* [Extracted records]:
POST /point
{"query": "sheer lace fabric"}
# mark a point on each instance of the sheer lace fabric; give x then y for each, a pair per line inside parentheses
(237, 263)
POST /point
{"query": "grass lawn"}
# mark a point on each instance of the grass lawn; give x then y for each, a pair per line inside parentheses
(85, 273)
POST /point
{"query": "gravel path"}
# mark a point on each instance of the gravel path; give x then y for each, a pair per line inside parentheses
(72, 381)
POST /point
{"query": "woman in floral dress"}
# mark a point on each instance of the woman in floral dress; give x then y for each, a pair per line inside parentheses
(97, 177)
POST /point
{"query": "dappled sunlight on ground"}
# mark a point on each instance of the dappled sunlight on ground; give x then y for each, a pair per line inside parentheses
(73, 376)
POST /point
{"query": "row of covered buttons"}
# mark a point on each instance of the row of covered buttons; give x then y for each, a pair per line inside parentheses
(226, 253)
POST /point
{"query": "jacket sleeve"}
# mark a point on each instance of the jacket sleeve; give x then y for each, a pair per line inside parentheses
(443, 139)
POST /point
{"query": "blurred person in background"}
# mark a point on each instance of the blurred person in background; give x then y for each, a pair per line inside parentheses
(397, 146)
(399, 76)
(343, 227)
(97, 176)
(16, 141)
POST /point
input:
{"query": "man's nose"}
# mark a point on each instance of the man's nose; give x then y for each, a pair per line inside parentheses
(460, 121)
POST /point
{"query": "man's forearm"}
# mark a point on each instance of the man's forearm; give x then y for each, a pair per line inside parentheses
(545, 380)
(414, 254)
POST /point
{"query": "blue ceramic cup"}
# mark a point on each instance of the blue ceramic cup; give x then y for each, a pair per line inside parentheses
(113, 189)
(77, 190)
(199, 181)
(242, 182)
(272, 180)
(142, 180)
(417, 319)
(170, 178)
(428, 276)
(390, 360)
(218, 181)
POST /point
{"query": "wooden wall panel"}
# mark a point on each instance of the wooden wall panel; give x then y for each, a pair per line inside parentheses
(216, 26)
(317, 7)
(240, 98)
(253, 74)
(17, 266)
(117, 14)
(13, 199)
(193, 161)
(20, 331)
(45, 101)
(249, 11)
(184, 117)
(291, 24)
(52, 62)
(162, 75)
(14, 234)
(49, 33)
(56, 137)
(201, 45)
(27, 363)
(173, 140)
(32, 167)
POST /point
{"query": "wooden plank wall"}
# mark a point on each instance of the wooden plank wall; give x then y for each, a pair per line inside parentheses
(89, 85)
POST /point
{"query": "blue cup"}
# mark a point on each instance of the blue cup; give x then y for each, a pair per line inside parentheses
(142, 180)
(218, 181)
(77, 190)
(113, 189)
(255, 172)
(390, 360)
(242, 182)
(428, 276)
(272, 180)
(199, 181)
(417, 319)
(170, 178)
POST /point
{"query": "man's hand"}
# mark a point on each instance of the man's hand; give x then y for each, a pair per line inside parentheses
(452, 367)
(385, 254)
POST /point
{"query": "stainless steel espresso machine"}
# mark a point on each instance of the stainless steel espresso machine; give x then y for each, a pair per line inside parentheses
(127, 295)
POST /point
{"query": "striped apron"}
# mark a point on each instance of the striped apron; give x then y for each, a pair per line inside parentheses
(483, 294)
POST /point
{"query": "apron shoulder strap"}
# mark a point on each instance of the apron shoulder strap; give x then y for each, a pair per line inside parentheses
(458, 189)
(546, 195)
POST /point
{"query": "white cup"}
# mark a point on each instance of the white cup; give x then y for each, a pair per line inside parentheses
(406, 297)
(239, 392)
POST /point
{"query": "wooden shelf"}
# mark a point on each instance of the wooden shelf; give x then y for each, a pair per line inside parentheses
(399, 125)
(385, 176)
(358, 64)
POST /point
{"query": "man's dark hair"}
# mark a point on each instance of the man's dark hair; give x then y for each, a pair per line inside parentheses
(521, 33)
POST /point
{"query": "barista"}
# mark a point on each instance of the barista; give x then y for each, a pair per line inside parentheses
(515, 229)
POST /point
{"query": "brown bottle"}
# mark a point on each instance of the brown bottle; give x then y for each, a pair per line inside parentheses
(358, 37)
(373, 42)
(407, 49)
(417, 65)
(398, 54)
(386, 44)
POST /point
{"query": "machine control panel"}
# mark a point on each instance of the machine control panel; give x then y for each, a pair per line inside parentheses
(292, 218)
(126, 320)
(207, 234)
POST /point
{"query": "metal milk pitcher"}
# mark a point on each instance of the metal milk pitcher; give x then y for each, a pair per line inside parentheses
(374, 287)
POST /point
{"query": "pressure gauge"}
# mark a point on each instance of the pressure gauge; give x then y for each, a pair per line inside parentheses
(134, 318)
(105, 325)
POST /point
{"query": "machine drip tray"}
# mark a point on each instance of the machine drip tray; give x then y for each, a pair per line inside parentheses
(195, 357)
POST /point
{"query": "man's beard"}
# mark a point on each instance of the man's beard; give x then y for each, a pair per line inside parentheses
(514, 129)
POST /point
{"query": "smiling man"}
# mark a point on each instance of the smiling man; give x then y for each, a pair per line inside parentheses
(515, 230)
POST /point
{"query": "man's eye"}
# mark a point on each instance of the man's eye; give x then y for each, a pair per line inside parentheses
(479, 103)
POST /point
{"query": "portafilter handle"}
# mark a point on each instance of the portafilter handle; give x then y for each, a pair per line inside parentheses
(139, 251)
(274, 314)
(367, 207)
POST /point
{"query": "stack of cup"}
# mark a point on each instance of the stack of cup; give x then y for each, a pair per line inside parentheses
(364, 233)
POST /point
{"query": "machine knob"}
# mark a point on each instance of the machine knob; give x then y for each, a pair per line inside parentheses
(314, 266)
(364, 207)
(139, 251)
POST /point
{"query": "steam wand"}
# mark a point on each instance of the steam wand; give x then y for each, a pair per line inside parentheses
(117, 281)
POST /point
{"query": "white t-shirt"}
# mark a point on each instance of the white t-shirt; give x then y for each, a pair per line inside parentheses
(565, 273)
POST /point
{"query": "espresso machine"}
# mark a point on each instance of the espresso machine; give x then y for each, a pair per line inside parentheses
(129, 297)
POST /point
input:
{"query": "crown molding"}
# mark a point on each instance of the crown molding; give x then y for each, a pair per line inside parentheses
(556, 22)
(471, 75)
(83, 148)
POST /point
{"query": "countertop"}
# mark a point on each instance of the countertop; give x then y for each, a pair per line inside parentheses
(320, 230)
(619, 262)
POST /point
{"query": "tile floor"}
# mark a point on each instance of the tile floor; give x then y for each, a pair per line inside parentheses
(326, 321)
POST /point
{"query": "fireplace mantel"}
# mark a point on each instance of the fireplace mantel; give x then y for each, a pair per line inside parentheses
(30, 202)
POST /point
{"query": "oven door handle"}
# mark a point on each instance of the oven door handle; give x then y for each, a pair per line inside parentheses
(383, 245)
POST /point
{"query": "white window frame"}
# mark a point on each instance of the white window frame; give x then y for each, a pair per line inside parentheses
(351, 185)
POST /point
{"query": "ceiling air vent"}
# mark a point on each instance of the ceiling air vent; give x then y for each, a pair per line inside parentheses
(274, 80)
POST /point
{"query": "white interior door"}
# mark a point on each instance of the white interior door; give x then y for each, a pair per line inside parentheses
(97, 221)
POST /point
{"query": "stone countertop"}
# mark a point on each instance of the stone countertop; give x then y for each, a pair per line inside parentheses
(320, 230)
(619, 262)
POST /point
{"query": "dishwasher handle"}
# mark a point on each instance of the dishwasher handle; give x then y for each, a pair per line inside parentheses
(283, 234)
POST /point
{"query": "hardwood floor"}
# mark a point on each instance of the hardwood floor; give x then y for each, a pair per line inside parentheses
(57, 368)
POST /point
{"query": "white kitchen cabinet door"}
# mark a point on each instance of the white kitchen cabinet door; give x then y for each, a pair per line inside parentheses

* [Instructions to follow]:
Copy every record exactly as presented.

* [Correct result]:
POST /point
{"query": "sheer lace fabric"}
# mark a point on each instance of the sheer lace fabric; give x then y for each, a pair per line inside parentheses
(237, 263)
POST /point
{"query": "grass lawn"}
# mark a point on each instance of the grass lawn; give x then y for each, a pair per line inside parentheses
(85, 273)
POST /point
{"query": "gravel path"}
# mark a point on each instance of the gravel path; give x then y for each, a pair per line inside parentheses
(72, 381)
POST /point
{"query": "woman in floral dress"}
# mark a point on each instance of the woman in floral dress; give x then y for each, a pair per line inside parentheses
(97, 177)
POST /point
{"query": "dappled sunlight on ground"}
# mark a point on each instance of the dappled sunlight on ground; give x then y for each, a pair per line inside parentheses
(73, 376)
POST /point
{"query": "row of covered buttons"}
# mark a point on each instance of the row of covered buttons; give x then y for each, a pair per line inside parentheses
(226, 253)
POST /point
{"query": "jacket sleeve"}
# mark a point on each instance of the jacket sleeve; give x then y for each, a pair per line inside parentheses
(443, 139)
POST /point
{"query": "blurred person in background"}
# mark a point on each instance of the blurred person in background; give x then y for each, a pair per line inside parentheses
(397, 146)
(399, 76)
(343, 227)
(97, 176)
(16, 141)
POST /point
input:
{"query": "man's nose"}
# mark a point on each instance of the man's nose; give x then y for each, a pair per line inside parentheses
(460, 121)
POST /point
{"query": "man's forearm"}
# mark a point on each instance of the man's forearm; give x then y for each, a pair per line inside parentheses
(545, 380)
(414, 254)
POST /point
{"query": "blue ceramic cup"}
# mark a point on each instance of the blue ceramic cup; give x then y for each, a pair per line inside parentheses
(113, 189)
(77, 190)
(199, 181)
(242, 182)
(272, 180)
(142, 180)
(417, 319)
(170, 178)
(428, 276)
(390, 360)
(218, 181)
POST /point
{"query": "wooden wall panel"}
# mark a point on each instance of the wooden wall panel; give x then y for each, a pair per line inside parentheses
(216, 26)
(317, 7)
(240, 98)
(253, 74)
(17, 266)
(117, 14)
(13, 199)
(193, 161)
(20, 331)
(45, 101)
(249, 11)
(184, 117)
(291, 24)
(52, 62)
(162, 75)
(14, 234)
(49, 33)
(56, 137)
(201, 45)
(27, 363)
(173, 140)
(32, 167)
POST /point
{"query": "wooden plank wall"}
# mark a point on each instance of the wooden plank wall; give x then y for each, a pair per line inside parentheses
(89, 85)
POST /point
{"query": "blue cup"}
# mark a point on each instance of the blue cup; give x then y for each, a pair per line inside parentheses
(142, 180)
(218, 181)
(77, 190)
(113, 189)
(255, 172)
(390, 360)
(242, 182)
(428, 276)
(272, 180)
(199, 181)
(417, 319)
(170, 178)
POST /point
{"query": "man's hand"}
# mark a point on each instance of the man's hand; give x then y for each, a pair per line inside parentheses
(452, 367)
(385, 254)
POST /point
{"query": "stainless steel espresso machine"}
# mark a point on each instance of the stainless steel espresso machine; give x then y for each, a pair per line inside parentheses
(127, 295)
POST /point
{"query": "striped apron"}
# mark a point on each instance of the striped apron; give x then y for each, a pair per line inside parentheses
(483, 294)
POST /point
{"query": "apron shoulder strap"}
# mark a point on each instance of the apron shoulder strap; give x then y for each, a pair per line inside parentheses
(458, 189)
(546, 195)
POST /point
{"query": "white cup"}
# mark a point on each instance of the white cup; give x then y for each, a pair per line inside parentheses
(406, 297)
(239, 392)
POST /point
{"query": "wooden shelf"}
# mark a point on each instance of the wooden shelf; give x then y for each, a pair per line inside parentheses
(399, 125)
(385, 176)
(358, 64)
POST /point
{"query": "man's dark hair"}
# mark a point on each instance of the man's dark hair; give x then y for each, a pair per line inside parentheses
(521, 33)
POST /point
{"query": "barista"}
# mark a point on each instance of the barista; give x then y for each, a pair per line inside parentheses
(515, 229)
POST /point
{"query": "brown bottle"}
# mark a point on each instance of the brown bottle; give x then y for each, a pair per line inside parentheses
(358, 37)
(373, 42)
(407, 49)
(417, 65)
(398, 54)
(386, 44)
POST /point
{"query": "machine control panel"}
# mark a point on each instance of the machine control panel; give x then y for each, a pair per line inside parentheses
(292, 218)
(126, 320)
(207, 234)
POST /point
{"query": "metal milk pitcher"}
# mark a point on each instance of the metal milk pitcher; give x then y for each, a pair per line inside parentheses
(374, 287)
POST /point
{"query": "pressure gauge"}
# mark a point on each instance of the pressure gauge; give x then y for each, a pair per line inside parentheses
(134, 318)
(105, 325)
POST /point
{"query": "machine drip tray"}
# mark a point on each instance of the machine drip tray; give x then y for each, a pair per line inside parentheses
(195, 357)
POST /point
{"query": "man's beard"}
# mark a point on each instance of the man's beard; give x then y for each, a pair per line inside parentheses
(514, 129)
POST /point
{"query": "smiling man"}
# mark a point on each instance of the smiling man; give x then y for each, a pair per line inside parentheses
(515, 230)
POST /point
{"query": "man's eye"}
# mark a point on each instance of the man's eye; give x then y for each, a pair per line inside parentheses
(479, 103)
POST /point
{"query": "portafilter handle"}
# mark a point on each instance of the portafilter handle; give x then y for each, a pair per line inside parentheses
(139, 251)
(274, 314)
(367, 207)
POST /point
{"query": "stack of cup"}
# mark a point on each instance of the stack of cup; give x then y for each, a pair per line inside parentheses
(364, 233)
POST /point
{"query": "machine knob"}
# mark a point on each instance of the machine knob; give x then y for each, a pair per line inside parentheses
(314, 266)
(364, 207)
(139, 251)
POST /point
{"query": "steam wand"}
# mark a point on each instance of the steam wand; give x then y for each, a pair per line inside parentheses
(117, 281)
POST /point
{"query": "white t-shirt"}
# mark a point on each instance of the white t-shirt; give x then y for each, a pair per line inside parentheses
(565, 273)
POST /point
{"query": "espresso machine"}
# mark a point on each instance of the espresso machine; give x then y for each, a pair per line inside parentheses
(129, 297)
POST /point
input:
{"query": "crown molding"}
# mark a point on each instance of the crown molding; give x then y for each, a pair per line inside parentheses
(556, 22)
(471, 75)
(83, 148)
POST /point
{"query": "countertop"}
# mark a point on each instance of the countertop; give x then y for each, a pair per line inside parentheses
(320, 230)
(619, 262)
POST /point
{"query": "tile floor"}
# mark a point on each instance of the tile floor; give x then y for each, a pair per line inside parentheses
(326, 321)
POST /point
{"query": "fireplace mantel"}
# mark a point on each instance of the fireplace mantel; give x then y for each, a pair per line inside parentheses
(30, 202)
POST /point
{"query": "oven door handle"}
# mark a point on each instance of the oven door handle; give x then y for each, a pair per line inside parentheses
(383, 245)
POST /point
{"query": "white window frame"}
# mark a point on each instance of the white window frame; give x then y for each, a pair per line inside parentheses
(351, 185)
POST /point
{"query": "ceiling air vent"}
# mark a point on each instance of the ceiling air vent; give x then y for each, a pair per line inside parentheses
(274, 80)
POST /point
{"query": "white interior door"}
# mark a point on each instance of the white interior door; give x then y for each, a pair per line inside parentheses
(97, 221)
POST /point
{"query": "stone countertop"}
# mark a point on each instance of the stone countertop; give x then y for each, a pair per line inside parentheses
(320, 230)
(619, 262)
POST /point
{"query": "dishwasher handle"}
# mark a point on each instance of the dishwasher handle; give x then y for each, a pair per line inside parentheses
(283, 234)
POST /point
{"query": "hardwood floor"}
# mark a point on each instance of the hardwood floor; give x then y for each, a pair per line inside parentheses
(57, 368)
POST /point
{"query": "white kitchen cabinet door"}
# mark a point on each instance of the white kitchen cabinet door; give x then y for each, a pair per line inside parentheses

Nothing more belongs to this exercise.